Could you update the listing below so that every "photo" becomes "image", with nothing else changed and the pictures left out?
▶
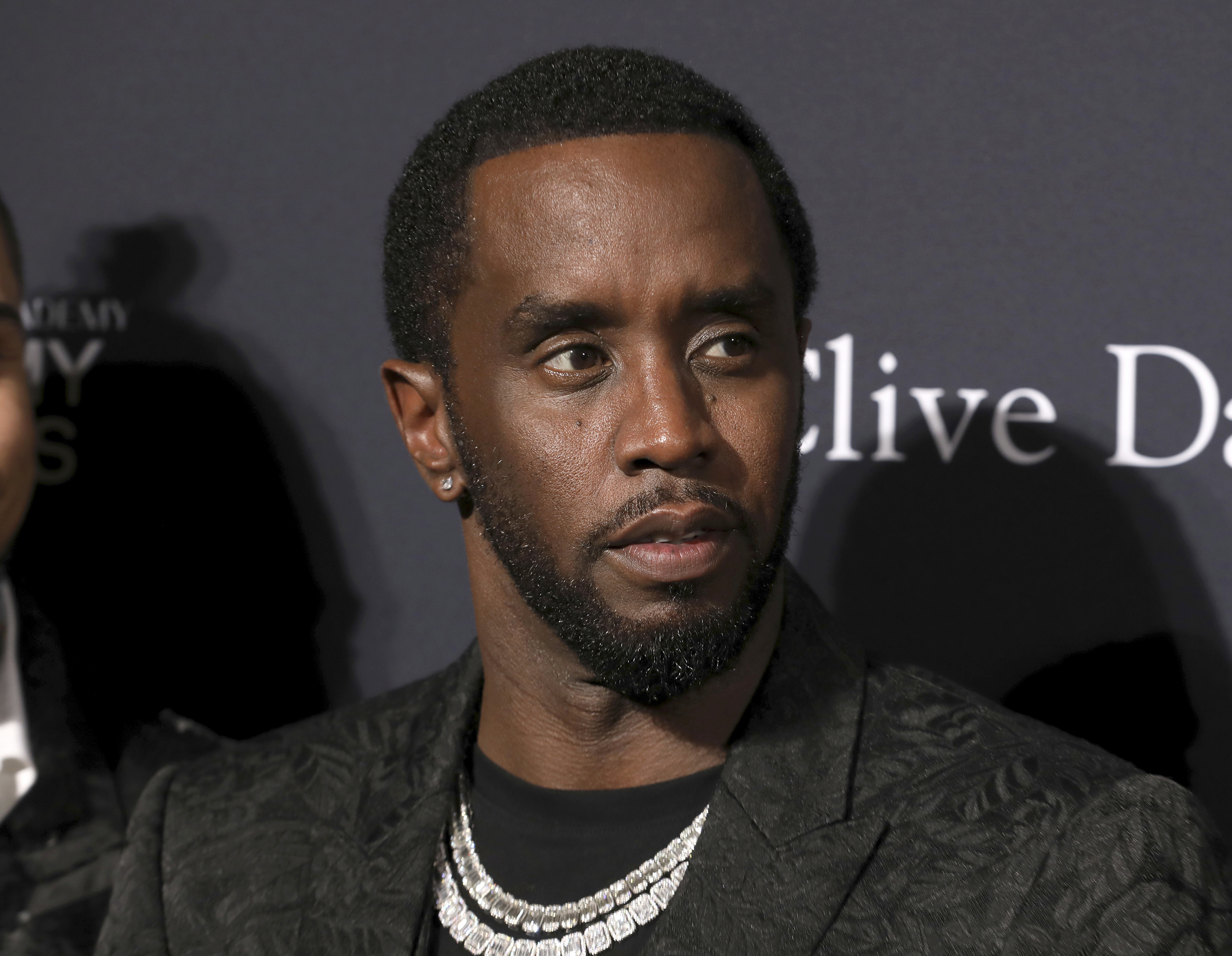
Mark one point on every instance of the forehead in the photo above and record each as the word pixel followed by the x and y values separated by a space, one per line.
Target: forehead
pixel 623 210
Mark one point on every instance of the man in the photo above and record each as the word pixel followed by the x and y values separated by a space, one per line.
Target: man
pixel 597 275
pixel 62 827
pixel 62 822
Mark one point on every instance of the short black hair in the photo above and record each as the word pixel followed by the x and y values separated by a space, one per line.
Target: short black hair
pixel 9 232
pixel 572 94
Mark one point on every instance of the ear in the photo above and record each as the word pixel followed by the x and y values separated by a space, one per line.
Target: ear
pixel 417 399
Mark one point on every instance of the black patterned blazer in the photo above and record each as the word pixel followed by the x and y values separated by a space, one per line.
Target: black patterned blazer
pixel 863 810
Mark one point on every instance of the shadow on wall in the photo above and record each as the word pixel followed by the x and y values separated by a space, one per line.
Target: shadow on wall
pixel 178 537
pixel 1054 588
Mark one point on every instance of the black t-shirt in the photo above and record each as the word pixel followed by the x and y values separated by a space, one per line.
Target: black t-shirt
pixel 561 845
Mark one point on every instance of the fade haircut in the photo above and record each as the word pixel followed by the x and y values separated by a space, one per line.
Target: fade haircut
pixel 9 233
pixel 572 94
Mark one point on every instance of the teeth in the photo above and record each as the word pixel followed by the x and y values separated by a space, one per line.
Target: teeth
pixel 663 540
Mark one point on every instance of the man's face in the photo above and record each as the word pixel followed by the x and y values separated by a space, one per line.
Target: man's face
pixel 626 396
pixel 16 416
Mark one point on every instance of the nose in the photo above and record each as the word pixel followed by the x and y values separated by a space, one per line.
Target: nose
pixel 664 423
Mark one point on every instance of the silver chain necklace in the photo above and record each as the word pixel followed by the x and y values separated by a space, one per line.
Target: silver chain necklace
pixel 603 918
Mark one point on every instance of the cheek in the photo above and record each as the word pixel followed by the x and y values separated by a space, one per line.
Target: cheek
pixel 555 464
pixel 759 428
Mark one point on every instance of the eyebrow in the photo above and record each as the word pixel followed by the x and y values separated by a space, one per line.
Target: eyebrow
pixel 738 300
pixel 541 316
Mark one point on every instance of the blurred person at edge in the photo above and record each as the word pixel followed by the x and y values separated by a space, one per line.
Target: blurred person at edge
pixel 62 822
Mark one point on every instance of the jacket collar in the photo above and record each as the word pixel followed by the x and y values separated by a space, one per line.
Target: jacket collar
pixel 781 849
pixel 790 769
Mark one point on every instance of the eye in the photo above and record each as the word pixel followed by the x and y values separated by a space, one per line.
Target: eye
pixel 577 359
pixel 730 347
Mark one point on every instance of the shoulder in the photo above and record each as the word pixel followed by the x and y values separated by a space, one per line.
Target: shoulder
pixel 998 826
pixel 926 735
pixel 318 768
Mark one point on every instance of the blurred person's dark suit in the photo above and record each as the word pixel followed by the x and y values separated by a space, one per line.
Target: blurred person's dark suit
pixel 62 809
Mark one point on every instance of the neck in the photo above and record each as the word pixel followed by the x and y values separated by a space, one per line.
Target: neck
pixel 542 719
◀
- Written response
Mark one point on every instance of the forehead in the image above and record each as the word pixel followed by the x and y values separated by a space, one per line.
Target: forehead
pixel 623 210
Mark one point on every instance of the man in the image above and record each as the word pixel followed by the x and y values separated by a space, one per line.
Target: man
pixel 597 275
pixel 62 827
pixel 62 822
Mark one point on every instance of the short black hair in the image above and record each as the word pixel followed by the x and y values separated by a space, one per line.
Target: short black hair
pixel 9 232
pixel 572 94
Mark one point on every instance of the ear in the image above and record each as the word pixel followed by the x and y values separated by a space, one per line.
Target: ear
pixel 417 399
Mark one point on every instance of the black patterned blazer in the image above and record each as the word pixel followed by the x and y values separated by a space, one per line.
Target: black patterned blazer
pixel 863 810
Mark one point on every instance of the shadow on wall in the image above and record each as the word pixel followed by the x and y values separated by a space, one per line.
Target: shadow on wall
pixel 178 537
pixel 1054 588
Mark one point on every instance of the black t-shirt in the image above and record each as the word pixel followed by the x and y values separated by a space, one per line.
Target: black t-shirt
pixel 561 845
Mark one point on every instance of the fade haircut in the image above and record each as the word pixel followed by the x and y values separated by a space, one per line.
Target: fade haircut
pixel 9 233
pixel 572 94
Mark one point on every instance of the teeth in the image above and record each as the word pixel followed by the x and y values separated by a space, one per line.
Target: teeth
pixel 663 540
Mark one point on every instance of the man's face in the image above and record each as the word pixel followed by the x and y values separated by a space, one per line.
Target: man's face
pixel 626 396
pixel 16 416
Mark one point on every instance of the nose in the image above and record each as the word pixel followed by the x and y values separated by a space, one per line.
Target: nose
pixel 664 423
Mark one point on every instance of the silver chain necklace in the image above and record each as the word pixel followed by the x and y values separated by a space, one per line.
Target: silver chain necklace
pixel 603 918
Mark one point on every instance of the cheek in the image above and record each as the word pixel followed by the x and y values separated by a space, one per line.
Target: cheek
pixel 555 464
pixel 759 428
Mark one point on every instance of the eyebrow in the image above and record each as the word pixel followed by the x and y values separated by a space, one per line.
Target: eyebrow
pixel 738 300
pixel 541 316
Mark one point on every instance of the blurred person at edge in the image above and record each as the word pixel followed by the x and y values separated by a space, one per line.
Target: blurred person at edge
pixel 62 822
Mark one point on every instance of the jacket collar in the image above and record each as the word pixel followed by the x and y values separated by a space, one per line.
Target: jacket collar
pixel 781 849
pixel 790 769
Mark one point on every instance of the eye in the image above and record each as the word pixel followed by the x and y values separated by a space, one per line.
Target: eye
pixel 577 359
pixel 730 347
Mark one point on every instance of the shoulder in the image above and record each as the word pixel followed by the x and y values separated by a space, one per line.
Target: shoulder
pixel 998 826
pixel 926 735
pixel 318 768
Mark one point on every instance of the blurred person's dark suit in the image above and record each as the word pixel followed by the x and y values separated by a space, one per line.
Target: blurred person's dark suit
pixel 62 809
Mark one point on every instance of the neck in the image above and record each as the word pixel followed by the x and y values separated by a space, one per line.
Target: neck
pixel 542 719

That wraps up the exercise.